▸ Records supplied:
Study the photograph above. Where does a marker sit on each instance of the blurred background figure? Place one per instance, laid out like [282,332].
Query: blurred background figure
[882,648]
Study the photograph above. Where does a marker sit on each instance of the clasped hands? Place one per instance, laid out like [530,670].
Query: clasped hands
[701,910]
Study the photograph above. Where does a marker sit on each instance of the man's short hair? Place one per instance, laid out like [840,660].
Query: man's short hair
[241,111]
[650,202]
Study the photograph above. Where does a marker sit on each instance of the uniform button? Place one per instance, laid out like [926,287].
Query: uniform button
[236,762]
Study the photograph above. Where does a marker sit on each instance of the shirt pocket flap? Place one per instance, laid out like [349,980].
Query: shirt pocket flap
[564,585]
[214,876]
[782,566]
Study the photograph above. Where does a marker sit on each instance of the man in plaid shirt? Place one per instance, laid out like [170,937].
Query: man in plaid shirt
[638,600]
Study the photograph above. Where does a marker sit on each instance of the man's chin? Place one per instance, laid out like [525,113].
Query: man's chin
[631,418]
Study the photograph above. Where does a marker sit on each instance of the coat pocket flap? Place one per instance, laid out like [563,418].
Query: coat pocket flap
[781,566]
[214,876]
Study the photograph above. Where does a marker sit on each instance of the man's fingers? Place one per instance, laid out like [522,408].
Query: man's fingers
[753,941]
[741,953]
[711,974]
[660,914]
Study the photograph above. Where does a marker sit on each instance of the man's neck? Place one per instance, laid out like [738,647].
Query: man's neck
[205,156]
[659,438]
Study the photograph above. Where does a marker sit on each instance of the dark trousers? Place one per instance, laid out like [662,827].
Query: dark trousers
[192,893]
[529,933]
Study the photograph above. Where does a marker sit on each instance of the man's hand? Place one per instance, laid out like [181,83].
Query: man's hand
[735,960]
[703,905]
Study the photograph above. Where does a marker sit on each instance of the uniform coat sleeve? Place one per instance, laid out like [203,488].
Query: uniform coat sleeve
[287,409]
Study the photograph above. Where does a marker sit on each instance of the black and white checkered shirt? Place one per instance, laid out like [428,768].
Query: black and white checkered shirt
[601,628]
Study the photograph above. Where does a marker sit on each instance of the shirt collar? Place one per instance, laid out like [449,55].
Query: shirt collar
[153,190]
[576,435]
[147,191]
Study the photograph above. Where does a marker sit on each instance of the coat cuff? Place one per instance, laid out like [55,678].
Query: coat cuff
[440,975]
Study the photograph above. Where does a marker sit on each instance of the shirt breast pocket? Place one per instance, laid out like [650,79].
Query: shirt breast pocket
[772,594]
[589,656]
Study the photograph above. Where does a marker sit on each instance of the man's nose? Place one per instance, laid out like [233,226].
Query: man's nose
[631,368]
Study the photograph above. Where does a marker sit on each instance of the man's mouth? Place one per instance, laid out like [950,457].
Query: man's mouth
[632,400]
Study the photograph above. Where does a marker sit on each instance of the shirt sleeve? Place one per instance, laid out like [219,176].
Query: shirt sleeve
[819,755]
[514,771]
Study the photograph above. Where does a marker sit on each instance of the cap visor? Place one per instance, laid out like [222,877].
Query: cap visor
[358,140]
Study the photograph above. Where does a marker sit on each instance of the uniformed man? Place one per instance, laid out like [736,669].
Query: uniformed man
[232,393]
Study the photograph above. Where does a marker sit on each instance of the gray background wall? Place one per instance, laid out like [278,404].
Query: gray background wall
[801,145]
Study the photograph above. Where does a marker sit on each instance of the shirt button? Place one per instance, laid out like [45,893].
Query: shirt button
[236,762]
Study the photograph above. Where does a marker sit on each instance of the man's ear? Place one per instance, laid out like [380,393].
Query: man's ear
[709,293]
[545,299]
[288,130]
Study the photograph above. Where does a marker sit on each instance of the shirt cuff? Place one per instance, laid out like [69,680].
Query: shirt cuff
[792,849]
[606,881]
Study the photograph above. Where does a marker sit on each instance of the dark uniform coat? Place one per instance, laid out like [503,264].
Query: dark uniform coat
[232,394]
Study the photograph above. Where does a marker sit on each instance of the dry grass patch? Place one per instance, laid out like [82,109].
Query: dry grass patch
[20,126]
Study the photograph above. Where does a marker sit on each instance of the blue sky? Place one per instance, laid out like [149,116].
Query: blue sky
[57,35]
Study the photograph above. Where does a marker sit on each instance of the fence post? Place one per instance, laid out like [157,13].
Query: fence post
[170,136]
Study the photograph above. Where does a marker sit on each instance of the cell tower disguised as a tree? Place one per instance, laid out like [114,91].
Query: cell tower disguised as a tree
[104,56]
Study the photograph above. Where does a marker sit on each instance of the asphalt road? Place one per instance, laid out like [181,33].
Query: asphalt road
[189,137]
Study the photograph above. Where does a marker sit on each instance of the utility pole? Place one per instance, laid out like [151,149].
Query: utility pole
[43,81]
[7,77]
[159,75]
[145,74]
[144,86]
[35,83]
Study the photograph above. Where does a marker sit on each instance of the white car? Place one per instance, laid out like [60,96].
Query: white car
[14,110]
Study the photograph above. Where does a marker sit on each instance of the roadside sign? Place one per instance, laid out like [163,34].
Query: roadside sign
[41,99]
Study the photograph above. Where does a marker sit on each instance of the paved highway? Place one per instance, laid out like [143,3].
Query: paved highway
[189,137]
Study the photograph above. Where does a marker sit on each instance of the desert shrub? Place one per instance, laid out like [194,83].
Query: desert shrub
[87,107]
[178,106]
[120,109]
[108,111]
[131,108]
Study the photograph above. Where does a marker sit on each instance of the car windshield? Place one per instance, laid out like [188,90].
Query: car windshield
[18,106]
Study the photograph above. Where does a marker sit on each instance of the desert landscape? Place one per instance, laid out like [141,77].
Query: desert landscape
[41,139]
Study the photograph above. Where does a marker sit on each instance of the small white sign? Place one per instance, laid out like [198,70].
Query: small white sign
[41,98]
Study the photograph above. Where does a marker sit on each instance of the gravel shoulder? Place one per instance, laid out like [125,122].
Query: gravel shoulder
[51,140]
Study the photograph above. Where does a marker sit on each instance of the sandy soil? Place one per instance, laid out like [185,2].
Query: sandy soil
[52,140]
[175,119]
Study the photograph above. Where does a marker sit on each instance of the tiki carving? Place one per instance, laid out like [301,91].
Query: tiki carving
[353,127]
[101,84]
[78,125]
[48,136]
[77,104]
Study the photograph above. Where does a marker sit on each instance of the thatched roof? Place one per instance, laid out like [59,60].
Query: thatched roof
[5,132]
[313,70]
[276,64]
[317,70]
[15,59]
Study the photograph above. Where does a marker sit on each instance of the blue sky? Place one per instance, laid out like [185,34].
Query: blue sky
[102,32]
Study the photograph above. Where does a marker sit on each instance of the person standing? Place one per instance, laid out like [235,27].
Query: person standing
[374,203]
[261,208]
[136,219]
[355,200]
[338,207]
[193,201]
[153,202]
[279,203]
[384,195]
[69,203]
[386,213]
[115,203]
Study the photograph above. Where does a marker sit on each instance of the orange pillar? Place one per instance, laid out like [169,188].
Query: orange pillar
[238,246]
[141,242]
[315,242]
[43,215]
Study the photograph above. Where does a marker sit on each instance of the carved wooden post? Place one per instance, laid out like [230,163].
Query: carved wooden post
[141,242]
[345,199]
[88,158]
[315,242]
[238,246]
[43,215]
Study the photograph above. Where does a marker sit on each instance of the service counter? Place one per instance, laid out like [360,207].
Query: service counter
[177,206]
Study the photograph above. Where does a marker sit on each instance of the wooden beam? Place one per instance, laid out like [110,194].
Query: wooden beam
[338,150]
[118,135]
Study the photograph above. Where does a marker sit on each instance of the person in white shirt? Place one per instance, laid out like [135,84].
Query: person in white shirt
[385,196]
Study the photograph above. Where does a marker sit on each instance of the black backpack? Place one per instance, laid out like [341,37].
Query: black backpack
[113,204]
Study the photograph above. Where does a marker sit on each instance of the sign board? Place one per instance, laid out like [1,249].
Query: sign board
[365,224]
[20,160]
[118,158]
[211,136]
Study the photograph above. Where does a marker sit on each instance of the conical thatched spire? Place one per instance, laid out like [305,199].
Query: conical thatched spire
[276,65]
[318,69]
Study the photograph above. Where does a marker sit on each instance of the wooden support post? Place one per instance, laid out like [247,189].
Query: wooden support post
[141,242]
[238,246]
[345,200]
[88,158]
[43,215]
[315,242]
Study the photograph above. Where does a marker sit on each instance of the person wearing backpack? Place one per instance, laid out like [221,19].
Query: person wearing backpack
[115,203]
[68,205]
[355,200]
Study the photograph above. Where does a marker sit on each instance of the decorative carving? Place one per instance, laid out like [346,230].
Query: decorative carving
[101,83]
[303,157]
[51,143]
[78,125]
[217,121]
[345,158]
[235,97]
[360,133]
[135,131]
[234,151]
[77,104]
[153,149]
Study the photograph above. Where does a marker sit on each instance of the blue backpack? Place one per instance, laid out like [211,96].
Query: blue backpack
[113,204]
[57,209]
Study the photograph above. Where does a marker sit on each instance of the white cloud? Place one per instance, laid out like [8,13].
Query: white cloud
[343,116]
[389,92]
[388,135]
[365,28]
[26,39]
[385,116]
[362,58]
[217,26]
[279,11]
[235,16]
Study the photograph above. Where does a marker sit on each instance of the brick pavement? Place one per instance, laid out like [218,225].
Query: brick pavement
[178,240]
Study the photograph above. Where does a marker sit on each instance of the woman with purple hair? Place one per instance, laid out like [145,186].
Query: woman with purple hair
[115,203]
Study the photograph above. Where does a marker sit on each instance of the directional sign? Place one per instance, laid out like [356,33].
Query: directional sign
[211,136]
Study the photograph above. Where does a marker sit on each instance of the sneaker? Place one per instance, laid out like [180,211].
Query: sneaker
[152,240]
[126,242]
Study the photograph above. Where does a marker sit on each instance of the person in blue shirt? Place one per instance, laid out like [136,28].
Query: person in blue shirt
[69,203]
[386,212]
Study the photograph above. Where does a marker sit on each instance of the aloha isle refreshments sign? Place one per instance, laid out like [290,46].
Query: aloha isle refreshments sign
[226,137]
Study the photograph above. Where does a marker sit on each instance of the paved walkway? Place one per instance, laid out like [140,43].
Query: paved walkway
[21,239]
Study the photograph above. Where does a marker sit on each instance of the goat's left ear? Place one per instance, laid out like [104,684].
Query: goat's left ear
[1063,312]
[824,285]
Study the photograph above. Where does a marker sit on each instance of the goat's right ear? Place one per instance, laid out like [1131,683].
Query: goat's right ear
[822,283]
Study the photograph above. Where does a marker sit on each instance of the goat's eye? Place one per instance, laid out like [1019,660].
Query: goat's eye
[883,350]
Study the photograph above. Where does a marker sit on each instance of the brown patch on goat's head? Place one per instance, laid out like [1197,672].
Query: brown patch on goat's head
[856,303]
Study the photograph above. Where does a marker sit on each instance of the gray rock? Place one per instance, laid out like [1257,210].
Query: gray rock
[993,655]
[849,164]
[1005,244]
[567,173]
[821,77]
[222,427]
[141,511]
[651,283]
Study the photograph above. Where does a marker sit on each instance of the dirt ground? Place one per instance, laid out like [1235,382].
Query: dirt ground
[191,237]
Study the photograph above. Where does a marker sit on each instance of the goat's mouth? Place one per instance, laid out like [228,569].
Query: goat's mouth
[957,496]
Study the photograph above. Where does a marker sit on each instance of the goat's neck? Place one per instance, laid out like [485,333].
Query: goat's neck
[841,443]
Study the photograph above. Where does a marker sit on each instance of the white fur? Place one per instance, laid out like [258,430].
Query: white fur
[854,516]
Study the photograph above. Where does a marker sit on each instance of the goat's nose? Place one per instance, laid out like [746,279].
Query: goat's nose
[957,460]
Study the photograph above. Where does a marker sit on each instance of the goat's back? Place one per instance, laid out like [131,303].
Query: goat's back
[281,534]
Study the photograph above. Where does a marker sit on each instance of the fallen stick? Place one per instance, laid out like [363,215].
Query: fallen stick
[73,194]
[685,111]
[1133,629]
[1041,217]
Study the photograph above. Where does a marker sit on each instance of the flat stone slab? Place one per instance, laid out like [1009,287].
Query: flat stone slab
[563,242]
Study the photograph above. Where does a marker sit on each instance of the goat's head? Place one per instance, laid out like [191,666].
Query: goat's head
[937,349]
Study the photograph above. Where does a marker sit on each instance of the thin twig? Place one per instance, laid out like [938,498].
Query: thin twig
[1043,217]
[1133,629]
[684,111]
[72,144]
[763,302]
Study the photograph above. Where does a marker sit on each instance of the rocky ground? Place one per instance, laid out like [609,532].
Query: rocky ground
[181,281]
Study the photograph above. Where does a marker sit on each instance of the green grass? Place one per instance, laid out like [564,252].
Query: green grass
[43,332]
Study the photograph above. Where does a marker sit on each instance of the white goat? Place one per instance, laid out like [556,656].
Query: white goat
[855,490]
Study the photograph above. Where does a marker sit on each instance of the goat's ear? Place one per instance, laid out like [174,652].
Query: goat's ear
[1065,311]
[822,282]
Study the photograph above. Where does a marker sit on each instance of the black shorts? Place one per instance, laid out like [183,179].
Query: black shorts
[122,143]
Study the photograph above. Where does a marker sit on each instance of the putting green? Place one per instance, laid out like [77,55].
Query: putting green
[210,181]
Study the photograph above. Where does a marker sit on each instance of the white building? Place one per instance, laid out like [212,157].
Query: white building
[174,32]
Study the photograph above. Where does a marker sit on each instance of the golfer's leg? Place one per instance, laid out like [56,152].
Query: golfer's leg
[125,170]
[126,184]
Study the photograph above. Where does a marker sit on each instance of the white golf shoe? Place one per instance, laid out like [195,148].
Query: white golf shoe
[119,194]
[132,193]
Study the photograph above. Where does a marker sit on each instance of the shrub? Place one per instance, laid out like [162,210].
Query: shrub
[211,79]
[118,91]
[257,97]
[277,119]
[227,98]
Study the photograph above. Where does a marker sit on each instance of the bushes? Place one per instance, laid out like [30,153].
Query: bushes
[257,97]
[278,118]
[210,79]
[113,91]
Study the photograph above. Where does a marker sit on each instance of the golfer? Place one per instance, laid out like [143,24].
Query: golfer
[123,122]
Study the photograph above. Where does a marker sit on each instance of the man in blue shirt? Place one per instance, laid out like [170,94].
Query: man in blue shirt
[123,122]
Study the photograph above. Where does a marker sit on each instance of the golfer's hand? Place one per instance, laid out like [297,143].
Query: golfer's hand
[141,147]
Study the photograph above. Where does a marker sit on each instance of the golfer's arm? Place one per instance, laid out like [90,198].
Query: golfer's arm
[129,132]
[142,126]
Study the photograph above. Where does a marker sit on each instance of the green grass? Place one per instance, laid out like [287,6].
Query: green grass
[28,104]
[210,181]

▸ Task objective:
Format the stretch from the line containing "out like [195,148]." through the last line of the records as a numbered list, leaving out any blank lines.

▸ Task answer:
1. Study the photograph above. Where does a marker sit on each instance of the white golf shoe? Place one per instance, laid out like [195,148].
2. Query: white golf shoe
3. [119,194]
4. [132,193]
5. Study the photograph above. Where does a marker sit on each instance of the shrub? Place one per instance, laid out like [162,210].
6. Query: shrub
7. [211,79]
8. [118,91]
9. [257,97]
10. [277,119]
11. [227,98]
12. Study the photograph above. Where does a marker sit on each instance of the bushes? Place one per instance, laid out like [30,153].
13. Query: bushes
14. [257,97]
15. [278,118]
16. [210,79]
17. [113,91]
18. Study the photograph above. Where does a marker sit on each instance of the golfer? Place one per instance, laid out like [143,24].
19. Query: golfer
20. [123,122]
21. Study the photograph above. Where does a marker sit on each instance of the man in blue shirt? Place one per instance, laid out like [170,94].
22. Query: man in blue shirt
23. [123,122]
24. Study the photograph above. Where does a marker sit on each instance of the golfer's hand? Place one per instance, laid out like [297,143].
25. Query: golfer's hand
26. [141,147]
27. Study the photograph above. Where does a marker sit on each instance of the golfer's arm? Place one per instance, laid out like [90,198].
28. Query: golfer's arm
29. [129,132]
30. [142,126]
31. Study the photograph above. Where does a marker sit on each instance of the green grass? Place one per instance, laid out like [287,6].
32. Query: green grass
33. [28,104]
34. [210,181]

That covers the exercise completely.